Reproduce all of the data that follows, character for character.

■ ■ ■ ■ ■ ■ ■

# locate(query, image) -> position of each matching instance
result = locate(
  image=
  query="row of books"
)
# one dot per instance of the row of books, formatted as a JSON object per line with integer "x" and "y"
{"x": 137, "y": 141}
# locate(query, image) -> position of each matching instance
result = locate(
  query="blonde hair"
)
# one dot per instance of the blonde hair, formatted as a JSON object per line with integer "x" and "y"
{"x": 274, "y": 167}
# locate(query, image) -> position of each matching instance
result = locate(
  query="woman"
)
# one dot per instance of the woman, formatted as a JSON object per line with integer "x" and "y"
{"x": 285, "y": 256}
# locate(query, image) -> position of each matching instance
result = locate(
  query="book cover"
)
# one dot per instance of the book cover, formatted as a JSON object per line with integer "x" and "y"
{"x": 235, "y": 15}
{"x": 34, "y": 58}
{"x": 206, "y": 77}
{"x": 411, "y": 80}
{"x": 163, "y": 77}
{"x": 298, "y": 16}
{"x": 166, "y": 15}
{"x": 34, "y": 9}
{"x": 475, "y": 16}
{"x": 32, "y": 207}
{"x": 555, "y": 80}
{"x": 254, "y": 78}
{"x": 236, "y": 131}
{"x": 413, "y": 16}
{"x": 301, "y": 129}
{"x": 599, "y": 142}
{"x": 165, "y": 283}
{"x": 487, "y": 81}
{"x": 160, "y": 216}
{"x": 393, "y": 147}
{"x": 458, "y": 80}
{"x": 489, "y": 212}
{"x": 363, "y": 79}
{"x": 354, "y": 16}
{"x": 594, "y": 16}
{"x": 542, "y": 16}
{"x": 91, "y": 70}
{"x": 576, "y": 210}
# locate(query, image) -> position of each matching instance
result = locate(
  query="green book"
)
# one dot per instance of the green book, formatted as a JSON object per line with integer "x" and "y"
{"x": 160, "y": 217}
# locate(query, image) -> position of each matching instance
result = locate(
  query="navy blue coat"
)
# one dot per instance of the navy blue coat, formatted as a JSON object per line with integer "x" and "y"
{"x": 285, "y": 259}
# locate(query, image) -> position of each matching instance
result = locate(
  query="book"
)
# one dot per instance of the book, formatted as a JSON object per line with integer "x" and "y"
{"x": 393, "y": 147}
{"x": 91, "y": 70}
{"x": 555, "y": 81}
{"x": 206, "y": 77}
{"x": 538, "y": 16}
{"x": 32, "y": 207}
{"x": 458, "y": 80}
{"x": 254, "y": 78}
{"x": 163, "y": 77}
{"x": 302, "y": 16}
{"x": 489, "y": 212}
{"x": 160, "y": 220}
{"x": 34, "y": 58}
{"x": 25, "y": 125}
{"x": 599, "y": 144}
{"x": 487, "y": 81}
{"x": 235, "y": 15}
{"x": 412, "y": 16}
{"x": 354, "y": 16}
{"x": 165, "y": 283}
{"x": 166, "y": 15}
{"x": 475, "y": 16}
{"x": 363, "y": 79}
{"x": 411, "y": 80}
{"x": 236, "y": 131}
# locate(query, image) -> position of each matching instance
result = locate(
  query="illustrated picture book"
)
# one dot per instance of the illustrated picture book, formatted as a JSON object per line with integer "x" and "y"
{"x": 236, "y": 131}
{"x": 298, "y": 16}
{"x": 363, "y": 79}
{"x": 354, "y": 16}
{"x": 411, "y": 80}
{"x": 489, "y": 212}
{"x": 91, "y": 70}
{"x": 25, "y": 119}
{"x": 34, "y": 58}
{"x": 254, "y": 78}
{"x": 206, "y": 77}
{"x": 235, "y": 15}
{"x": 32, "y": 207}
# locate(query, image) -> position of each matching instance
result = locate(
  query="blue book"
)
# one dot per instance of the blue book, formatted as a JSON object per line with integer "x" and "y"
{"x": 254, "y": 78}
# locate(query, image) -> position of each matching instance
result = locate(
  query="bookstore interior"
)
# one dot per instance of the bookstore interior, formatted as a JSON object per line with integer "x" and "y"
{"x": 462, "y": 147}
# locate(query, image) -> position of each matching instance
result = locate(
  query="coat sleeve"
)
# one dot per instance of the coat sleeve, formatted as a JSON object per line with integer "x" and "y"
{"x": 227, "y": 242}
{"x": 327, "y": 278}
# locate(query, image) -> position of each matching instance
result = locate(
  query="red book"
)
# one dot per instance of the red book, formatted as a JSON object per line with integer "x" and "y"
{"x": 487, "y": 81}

■ ■ ■ ■ ■ ■ ■

Task answer:
# locate(query, image) -> position of each matching instance
result = locate(
  image=
  query="row of books"
)
# one dot per instance of the row of books, formatted as a JSON object per line with integer "x" and "y"
{"x": 137, "y": 141}
# locate(query, image) -> position of each matching instance
result = locate(
  query="blonde hair"
)
# one dot per instance of the blonde hair, formatted as a JSON object per line with integer "x" and "y"
{"x": 274, "y": 167}
# locate(query, image) -> position of each matching instance
result = locate(
  query="woman"
)
# one dot per instance of the woman, formatted as a JSON object per line with integer "x" and "y"
{"x": 285, "y": 256}
# locate(query, image) -> position of each matching instance
result = locate(
  query="book cover"
)
# one dot per instance of the book cover, formatted as a JSON object per line with integer "x" and "y"
{"x": 235, "y": 15}
{"x": 34, "y": 58}
{"x": 206, "y": 77}
{"x": 411, "y": 80}
{"x": 163, "y": 77}
{"x": 298, "y": 16}
{"x": 166, "y": 15}
{"x": 34, "y": 9}
{"x": 475, "y": 16}
{"x": 32, "y": 207}
{"x": 555, "y": 80}
{"x": 254, "y": 78}
{"x": 236, "y": 131}
{"x": 413, "y": 16}
{"x": 301, "y": 129}
{"x": 599, "y": 142}
{"x": 165, "y": 283}
{"x": 487, "y": 81}
{"x": 160, "y": 216}
{"x": 393, "y": 147}
{"x": 458, "y": 80}
{"x": 489, "y": 212}
{"x": 363, "y": 79}
{"x": 354, "y": 16}
{"x": 594, "y": 16}
{"x": 542, "y": 16}
{"x": 91, "y": 70}
{"x": 576, "y": 210}
# locate(query, image) -> position of each matching instance
result = locate(
  query="green book"
)
# one dot per instance of the green book, formatted as a JSON object per line with integer "x" and "y"
{"x": 160, "y": 217}
# locate(query, image) -> position of each matching instance
result = locate(
  query="navy blue coat"
)
# one dot per instance of the navy blue coat, formatted as a JSON object per line with integer "x" and "y"
{"x": 285, "y": 259}
# locate(query, image) -> position of each matching instance
result = locate(
  query="book"
)
# one dot per instance of the book, formatted as a JSON object per line with integer "x" and "y"
{"x": 393, "y": 147}
{"x": 91, "y": 70}
{"x": 555, "y": 81}
{"x": 206, "y": 77}
{"x": 538, "y": 16}
{"x": 32, "y": 207}
{"x": 458, "y": 80}
{"x": 254, "y": 78}
{"x": 163, "y": 77}
{"x": 302, "y": 16}
{"x": 489, "y": 212}
{"x": 160, "y": 220}
{"x": 34, "y": 58}
{"x": 25, "y": 125}
{"x": 599, "y": 144}
{"x": 487, "y": 81}
{"x": 235, "y": 15}
{"x": 412, "y": 16}
{"x": 354, "y": 16}
{"x": 165, "y": 283}
{"x": 166, "y": 15}
{"x": 475, "y": 16}
{"x": 363, "y": 79}
{"x": 411, "y": 80}
{"x": 236, "y": 131}
# locate(query, image) -> position of each matching instance
result = locate(
  query="illustrated picture book"
)
# one dot per instance of the illustrated picture book, formatted as a JSON object per line with integer "x" and "y"
{"x": 236, "y": 131}
{"x": 298, "y": 16}
{"x": 363, "y": 79}
{"x": 354, "y": 16}
{"x": 411, "y": 80}
{"x": 489, "y": 212}
{"x": 91, "y": 70}
{"x": 25, "y": 119}
{"x": 34, "y": 58}
{"x": 254, "y": 78}
{"x": 206, "y": 77}
{"x": 235, "y": 15}
{"x": 32, "y": 207}
# locate(query, image) -> position of each matching instance
result = locate(
  query="blue book"
)
# one dot per instance of the blue book, formatted as a JSON object per line with integer "x" and "y"
{"x": 254, "y": 78}
# locate(query, image) -> position of each matching instance
result = locate(
  query="bookstore interior"
)
# one dot per instance of the bookstore interior, formatted as a JSON object per line with integer "x" and "y"
{"x": 462, "y": 147}
# locate(query, image) -> position of each matching instance
result = locate(
  query="coat sleeve"
)
# one dot per instance of the coat sleeve, formatted as a JSON object per line with integer "x" and "y"
{"x": 227, "y": 242}
{"x": 327, "y": 278}
# locate(query, image) -> position of each matching instance
result = locate(
  query="red book"
)
# one dot per instance of the red book, formatted as a JSON object per line with integer "x" and "y"
{"x": 487, "y": 81}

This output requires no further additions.